THE PROBLEM
Rewrite all of the lines below in full. Multiply each coordinate in the answers by 1.9, round to whole numbers with halves rounded up, keep every other number unchanged, and omit the pictures.

Dataset entries:
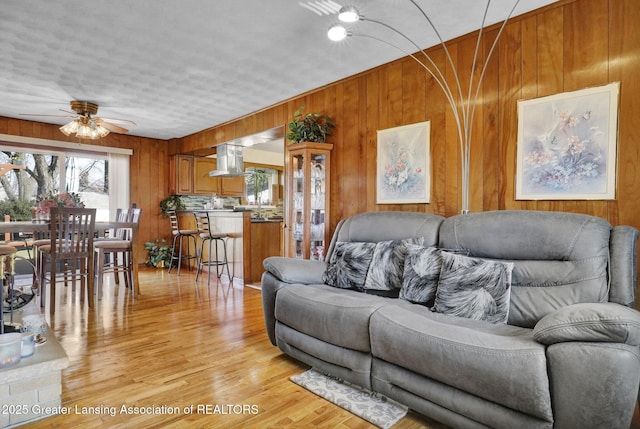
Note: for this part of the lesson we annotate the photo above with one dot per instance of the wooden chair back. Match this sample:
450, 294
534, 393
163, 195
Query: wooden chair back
72, 232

EXERCISE RESPONSE
Note: for this part of the lesson we annotate the photo above with one dot per instance of the wooden chair back. Match this sample:
450, 294
534, 393
163, 195
Query: wooden chair back
137, 441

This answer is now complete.